**TRECHO SELECIONADO**
##########
A relação entre saúde e espiritualidade tem sido muito estudada nas últimas décadas, revelando sua influência no bem-estar físico, mental e emocional das pessoas. Atualmente, com a criação de uma comissão específica pelo Conselho Regional de Medicina, o tema ganha ainda mais relevância, especialmente no contexto da abordagem integrativa da saúde, e isso é maravilhoso.

A espiritualidade pode ser definida como a busca por um sentido de vida, uma conexão com algo maior e com a construção de valores e propósitos que guiam nossas ações, impactando diretamente na forma como as pessoas lidam com as doenças, desafios e com a própria existência.

Estudos demonstraram que pacientes que possuem uma prática espiritual ou crenças bem estabelecidas, lidam melhor com o estresse, apresentam menores índices de depressão, ansiedade e relataram maior bem-estar. Além disso, há evidências de que a espiritualidade pode influenciar processos fisiológicos, como a redução da dor, da inflamação e a melhora da resposta imunológica.

A relação entre mente e corpo é fascinante e  amplamente documentada na literatura médica. O estresse crônico, por exemplo, está associado ao aumento do cortisol, que pode levar a um enfraquecimento do sistema imunológico e ao surgimento de diversas doenças. Práticas como meditação, oração, gratidão e conexão com um propósito de vida têm mostrado efeitos positivos na regulação do sistema nervoso autônomo, reduzindo o estresse, assim como os marcadores inflamatórios.

Um estudo publicado no Journal of Behavioral Medicine apontou que pacientes que recebem suporte espiritual apresentam menor risco de depressão e maior adesão a tratamentos médicos. Outro artigo da Harvard T.H. Chan School of Public Health demonstrou que a espiritualidade pode melhorar a recuperação de pacientes com doenças crônicas, como câncer e problemas cardíacos.

A Organização Mundial da Saúde (OMS) já reconheceu a espiritualidade como um dos pilares da saúde, ao lado dos aspectos físicos, mentais e sociais. No Brasil, o Conselho Federal de Medicina (CFM) permite que médicos abordem questões espirituais em consultas, desde que com respeito à autonomia e crenças do paciente. Um grande passo dado!

A espiritualidade no ambiente hospitalar não significa imposição de crenças, apenas um olhar mais amplo sobre o paciente. Profissionais de saúde fazem perguntas como: O que lhe dá força nos momentos difíceis? Você tem alguma prática que o ajuda a lidar com a doença? Há algo importante para você que gostaria de compartilhar?
##########
**LISTAGEM FORNECIDA**
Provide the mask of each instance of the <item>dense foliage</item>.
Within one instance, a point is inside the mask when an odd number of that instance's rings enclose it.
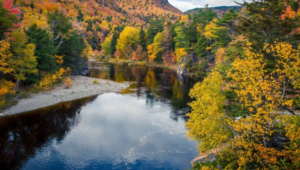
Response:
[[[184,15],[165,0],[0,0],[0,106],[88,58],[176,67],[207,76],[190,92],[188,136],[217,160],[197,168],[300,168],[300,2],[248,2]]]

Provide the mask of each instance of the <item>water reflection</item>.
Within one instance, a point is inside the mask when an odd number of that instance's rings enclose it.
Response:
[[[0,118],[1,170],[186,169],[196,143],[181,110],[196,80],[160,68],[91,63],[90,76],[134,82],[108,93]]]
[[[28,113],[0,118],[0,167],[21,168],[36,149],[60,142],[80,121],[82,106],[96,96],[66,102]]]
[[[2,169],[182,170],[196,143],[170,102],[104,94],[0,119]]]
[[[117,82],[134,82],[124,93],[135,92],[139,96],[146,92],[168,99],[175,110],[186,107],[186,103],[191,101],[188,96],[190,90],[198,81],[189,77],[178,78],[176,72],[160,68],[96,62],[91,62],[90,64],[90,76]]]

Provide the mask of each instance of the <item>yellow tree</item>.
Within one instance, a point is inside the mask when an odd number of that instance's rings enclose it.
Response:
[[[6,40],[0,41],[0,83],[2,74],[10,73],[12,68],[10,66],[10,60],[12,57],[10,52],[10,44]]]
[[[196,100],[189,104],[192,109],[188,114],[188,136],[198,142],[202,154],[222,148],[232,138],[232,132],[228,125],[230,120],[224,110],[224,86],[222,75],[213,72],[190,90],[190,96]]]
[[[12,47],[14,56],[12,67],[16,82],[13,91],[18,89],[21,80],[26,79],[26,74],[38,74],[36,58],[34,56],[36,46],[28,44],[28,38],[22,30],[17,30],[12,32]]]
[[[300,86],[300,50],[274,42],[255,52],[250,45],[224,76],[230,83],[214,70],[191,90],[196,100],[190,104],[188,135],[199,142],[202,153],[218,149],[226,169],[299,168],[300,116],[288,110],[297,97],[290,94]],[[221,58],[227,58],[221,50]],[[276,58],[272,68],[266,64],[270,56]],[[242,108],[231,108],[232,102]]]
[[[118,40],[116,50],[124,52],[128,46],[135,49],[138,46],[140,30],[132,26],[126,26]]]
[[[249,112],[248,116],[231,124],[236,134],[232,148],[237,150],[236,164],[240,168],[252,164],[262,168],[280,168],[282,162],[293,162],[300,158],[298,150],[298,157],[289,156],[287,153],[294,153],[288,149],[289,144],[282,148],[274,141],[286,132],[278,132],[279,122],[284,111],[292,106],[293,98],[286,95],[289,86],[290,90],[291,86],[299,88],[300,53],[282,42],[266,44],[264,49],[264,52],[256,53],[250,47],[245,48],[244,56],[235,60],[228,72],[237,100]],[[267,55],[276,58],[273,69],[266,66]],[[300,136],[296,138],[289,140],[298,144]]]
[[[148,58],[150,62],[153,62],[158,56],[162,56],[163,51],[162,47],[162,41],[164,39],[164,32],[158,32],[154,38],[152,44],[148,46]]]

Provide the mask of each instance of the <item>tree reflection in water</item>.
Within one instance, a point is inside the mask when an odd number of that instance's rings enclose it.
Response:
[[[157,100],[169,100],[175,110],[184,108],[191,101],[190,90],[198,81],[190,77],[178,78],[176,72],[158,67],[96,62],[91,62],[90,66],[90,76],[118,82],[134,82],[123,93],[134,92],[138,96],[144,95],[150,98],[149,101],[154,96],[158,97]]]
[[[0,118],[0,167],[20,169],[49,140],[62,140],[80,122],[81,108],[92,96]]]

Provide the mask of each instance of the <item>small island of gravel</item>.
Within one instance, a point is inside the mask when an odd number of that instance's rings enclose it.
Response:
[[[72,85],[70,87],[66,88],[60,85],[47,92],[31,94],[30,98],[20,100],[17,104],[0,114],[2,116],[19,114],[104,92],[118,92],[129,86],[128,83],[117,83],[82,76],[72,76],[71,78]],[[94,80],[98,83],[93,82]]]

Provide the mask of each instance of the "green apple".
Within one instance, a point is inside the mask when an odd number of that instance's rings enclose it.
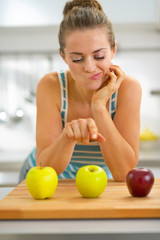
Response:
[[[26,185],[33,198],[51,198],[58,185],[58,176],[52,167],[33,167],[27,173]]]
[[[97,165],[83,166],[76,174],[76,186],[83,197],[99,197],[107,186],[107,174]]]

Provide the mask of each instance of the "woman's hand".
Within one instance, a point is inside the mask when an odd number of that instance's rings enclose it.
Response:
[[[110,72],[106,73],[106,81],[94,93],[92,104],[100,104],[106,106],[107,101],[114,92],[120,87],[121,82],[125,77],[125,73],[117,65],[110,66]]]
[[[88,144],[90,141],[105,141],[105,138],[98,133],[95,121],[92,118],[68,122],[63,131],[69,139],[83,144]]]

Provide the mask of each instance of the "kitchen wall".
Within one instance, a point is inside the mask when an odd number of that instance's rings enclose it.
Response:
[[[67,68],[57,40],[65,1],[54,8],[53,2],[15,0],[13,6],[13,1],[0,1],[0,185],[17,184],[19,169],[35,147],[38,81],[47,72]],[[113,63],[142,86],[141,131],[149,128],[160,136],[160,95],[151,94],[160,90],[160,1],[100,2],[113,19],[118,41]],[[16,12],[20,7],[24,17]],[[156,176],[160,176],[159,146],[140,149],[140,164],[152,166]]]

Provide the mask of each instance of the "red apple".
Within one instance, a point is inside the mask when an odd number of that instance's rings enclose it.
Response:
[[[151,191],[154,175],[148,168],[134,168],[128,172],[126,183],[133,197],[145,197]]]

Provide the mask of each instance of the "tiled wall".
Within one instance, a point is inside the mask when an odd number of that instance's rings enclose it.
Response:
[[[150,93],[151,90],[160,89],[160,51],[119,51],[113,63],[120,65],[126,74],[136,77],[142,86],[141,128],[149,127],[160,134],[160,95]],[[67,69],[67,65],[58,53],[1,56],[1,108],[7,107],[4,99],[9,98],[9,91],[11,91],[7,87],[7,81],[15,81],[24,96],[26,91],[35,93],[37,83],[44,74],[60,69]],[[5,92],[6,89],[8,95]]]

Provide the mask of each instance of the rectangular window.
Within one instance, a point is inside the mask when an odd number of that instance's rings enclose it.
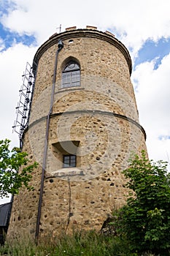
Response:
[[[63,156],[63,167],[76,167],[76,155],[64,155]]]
##########
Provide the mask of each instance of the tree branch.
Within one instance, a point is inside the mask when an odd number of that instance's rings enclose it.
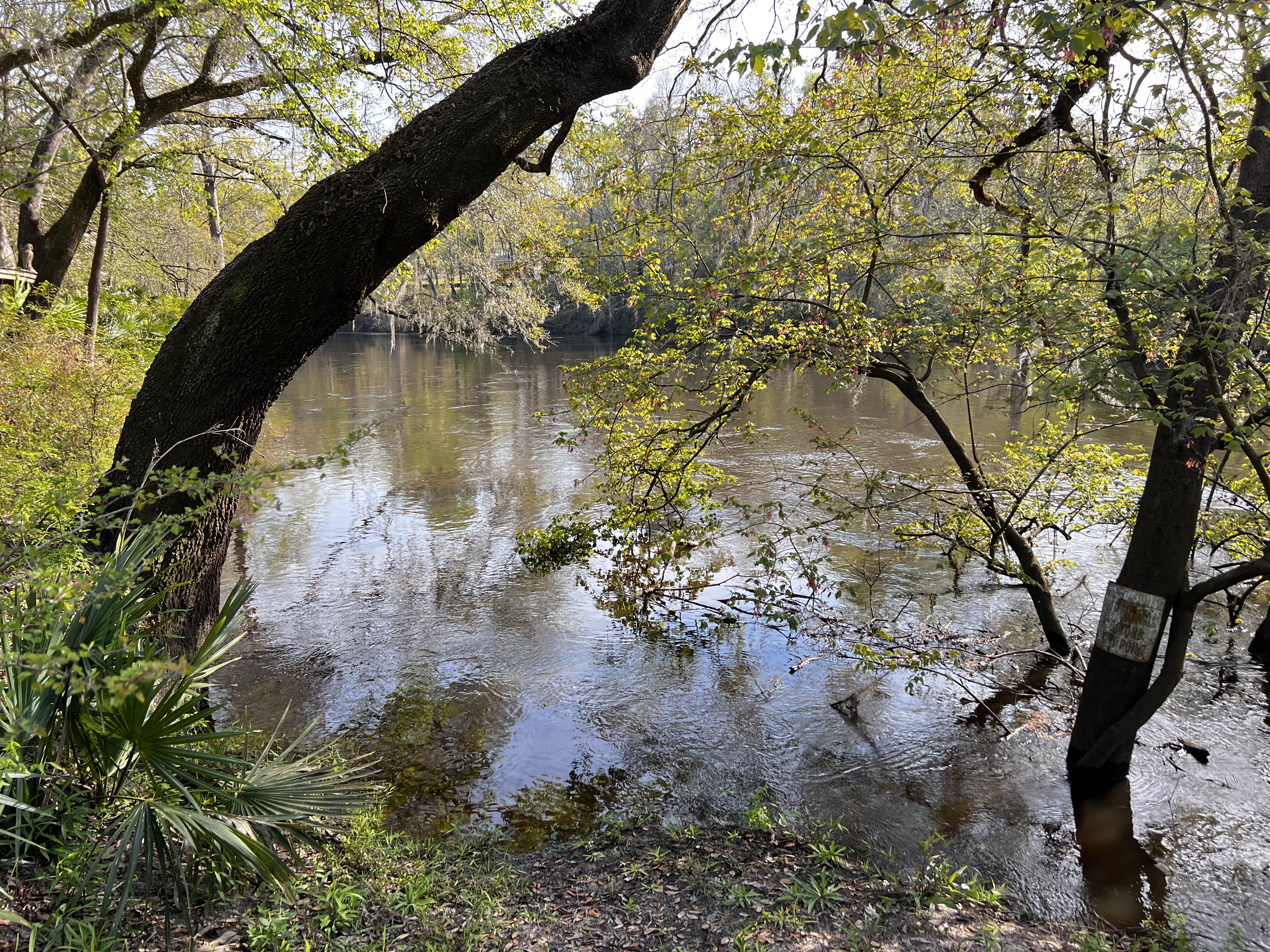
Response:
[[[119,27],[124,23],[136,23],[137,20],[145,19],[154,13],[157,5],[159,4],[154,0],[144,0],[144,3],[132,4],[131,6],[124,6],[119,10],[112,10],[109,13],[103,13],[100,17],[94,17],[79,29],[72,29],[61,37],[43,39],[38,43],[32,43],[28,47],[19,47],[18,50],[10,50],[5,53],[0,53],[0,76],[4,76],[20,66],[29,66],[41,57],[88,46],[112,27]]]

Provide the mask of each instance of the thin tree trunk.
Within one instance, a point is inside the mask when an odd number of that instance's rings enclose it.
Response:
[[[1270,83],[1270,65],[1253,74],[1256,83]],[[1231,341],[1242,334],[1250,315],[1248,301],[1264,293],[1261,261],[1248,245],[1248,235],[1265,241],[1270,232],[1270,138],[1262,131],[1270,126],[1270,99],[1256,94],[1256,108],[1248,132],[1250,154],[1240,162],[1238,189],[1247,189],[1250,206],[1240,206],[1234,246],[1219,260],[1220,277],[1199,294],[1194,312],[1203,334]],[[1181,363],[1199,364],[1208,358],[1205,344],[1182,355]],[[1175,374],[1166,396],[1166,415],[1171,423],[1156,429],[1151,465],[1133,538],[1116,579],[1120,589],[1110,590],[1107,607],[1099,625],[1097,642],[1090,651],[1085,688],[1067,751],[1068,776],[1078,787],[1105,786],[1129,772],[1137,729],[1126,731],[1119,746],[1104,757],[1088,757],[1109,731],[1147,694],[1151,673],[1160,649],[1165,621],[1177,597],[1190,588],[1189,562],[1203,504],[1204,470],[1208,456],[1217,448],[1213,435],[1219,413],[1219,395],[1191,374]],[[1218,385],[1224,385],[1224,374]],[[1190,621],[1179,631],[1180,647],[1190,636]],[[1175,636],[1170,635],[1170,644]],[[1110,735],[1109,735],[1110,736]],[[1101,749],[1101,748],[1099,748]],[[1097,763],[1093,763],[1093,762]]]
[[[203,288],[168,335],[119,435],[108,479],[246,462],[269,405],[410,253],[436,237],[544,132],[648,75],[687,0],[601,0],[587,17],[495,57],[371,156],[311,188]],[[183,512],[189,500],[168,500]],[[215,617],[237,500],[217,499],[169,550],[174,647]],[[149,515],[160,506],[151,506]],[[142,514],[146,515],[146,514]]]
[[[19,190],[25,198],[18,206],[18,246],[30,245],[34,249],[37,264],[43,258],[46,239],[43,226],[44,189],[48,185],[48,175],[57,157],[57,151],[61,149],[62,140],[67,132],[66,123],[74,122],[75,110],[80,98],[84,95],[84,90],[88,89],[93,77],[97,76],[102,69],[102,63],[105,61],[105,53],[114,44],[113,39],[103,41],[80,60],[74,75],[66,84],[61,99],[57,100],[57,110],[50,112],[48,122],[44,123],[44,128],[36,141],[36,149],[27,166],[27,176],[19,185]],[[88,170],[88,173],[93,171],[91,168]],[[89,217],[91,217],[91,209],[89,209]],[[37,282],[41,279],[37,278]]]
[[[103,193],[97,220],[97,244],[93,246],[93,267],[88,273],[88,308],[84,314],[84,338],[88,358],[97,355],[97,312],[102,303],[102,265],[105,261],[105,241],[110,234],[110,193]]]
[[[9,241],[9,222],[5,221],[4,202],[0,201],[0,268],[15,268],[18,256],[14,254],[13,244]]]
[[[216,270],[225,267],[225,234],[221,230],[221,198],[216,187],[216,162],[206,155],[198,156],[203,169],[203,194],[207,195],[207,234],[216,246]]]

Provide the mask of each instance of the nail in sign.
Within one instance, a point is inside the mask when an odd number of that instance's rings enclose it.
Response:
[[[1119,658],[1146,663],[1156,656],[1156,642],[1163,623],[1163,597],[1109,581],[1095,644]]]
##########
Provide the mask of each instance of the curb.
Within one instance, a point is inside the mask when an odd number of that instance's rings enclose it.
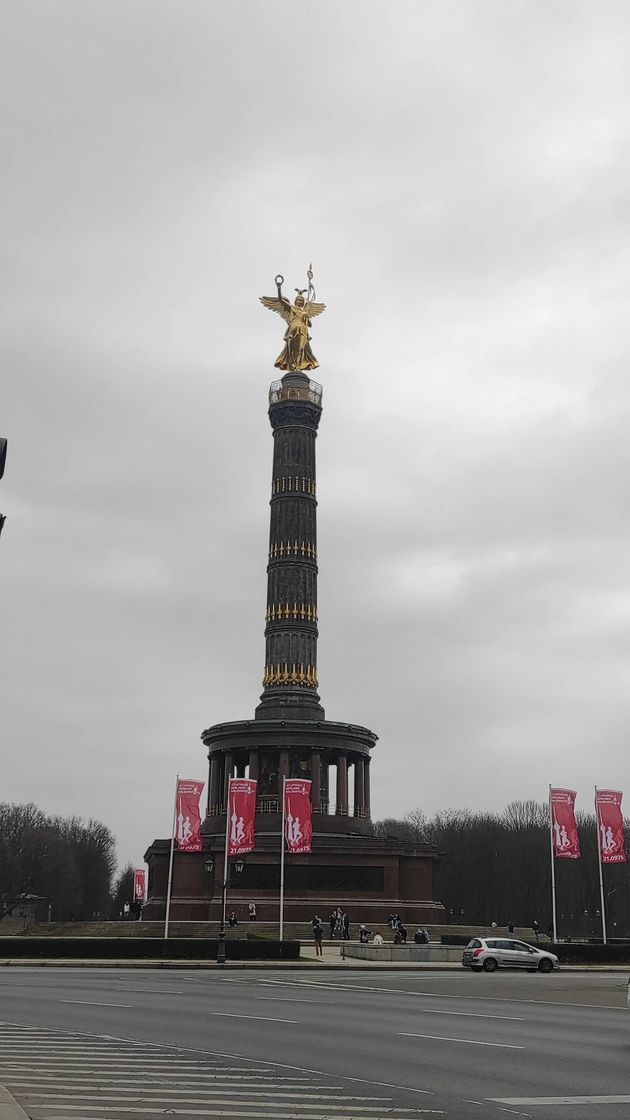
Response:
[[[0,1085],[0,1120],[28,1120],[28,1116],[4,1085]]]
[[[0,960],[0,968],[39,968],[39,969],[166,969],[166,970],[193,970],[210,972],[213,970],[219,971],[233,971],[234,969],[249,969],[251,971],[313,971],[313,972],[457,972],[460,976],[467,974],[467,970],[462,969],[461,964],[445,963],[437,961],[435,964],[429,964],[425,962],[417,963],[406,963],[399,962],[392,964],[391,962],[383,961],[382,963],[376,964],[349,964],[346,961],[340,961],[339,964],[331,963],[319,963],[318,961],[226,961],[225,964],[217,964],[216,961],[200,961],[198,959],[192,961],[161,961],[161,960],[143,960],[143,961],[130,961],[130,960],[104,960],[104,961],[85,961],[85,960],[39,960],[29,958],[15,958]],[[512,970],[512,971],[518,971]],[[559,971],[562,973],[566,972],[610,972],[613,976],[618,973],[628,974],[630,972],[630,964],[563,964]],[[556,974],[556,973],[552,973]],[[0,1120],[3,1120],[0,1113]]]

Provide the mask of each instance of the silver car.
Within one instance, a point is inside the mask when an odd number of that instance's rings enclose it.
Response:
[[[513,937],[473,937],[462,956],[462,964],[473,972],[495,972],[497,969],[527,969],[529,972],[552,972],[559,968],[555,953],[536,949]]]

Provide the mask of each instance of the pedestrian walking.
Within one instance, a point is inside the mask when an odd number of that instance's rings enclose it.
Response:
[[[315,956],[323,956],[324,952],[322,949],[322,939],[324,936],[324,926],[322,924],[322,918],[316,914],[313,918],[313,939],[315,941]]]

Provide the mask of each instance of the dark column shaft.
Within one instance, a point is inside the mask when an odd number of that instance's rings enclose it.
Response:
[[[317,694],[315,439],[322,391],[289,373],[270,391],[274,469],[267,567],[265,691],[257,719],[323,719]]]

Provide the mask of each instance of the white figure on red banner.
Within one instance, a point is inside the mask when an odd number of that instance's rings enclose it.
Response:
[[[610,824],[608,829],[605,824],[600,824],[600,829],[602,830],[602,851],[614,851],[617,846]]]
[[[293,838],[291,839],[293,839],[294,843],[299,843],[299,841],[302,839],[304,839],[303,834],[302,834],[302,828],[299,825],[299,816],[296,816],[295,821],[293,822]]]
##########
**ORDEM DE SERVIÇO A**
Traduza para o inglês esta frase do trecho sobre saúde e espiritualidade: "A espiritualidade no ambiente hospitalar não significa imposição de crenças, apenas um olhar mais amplo sobre o paciente."
**ORDEM DE SERVIÇO B**
De acordo com o trecho sobre saúde e espiritualidade, sob qual condição o Conselho Federal de Medicina permite que médicos abordem questões espirituais em consultas?

**RESULTADO DA TAREFA A**
Spirituality in the hospital setting does not mean imposing beliefs, only taking a broader view of the patient.

**RESULTADO DA TAREFA B**
Desde que o façam com respeito à autonomia e às crenças do paciente.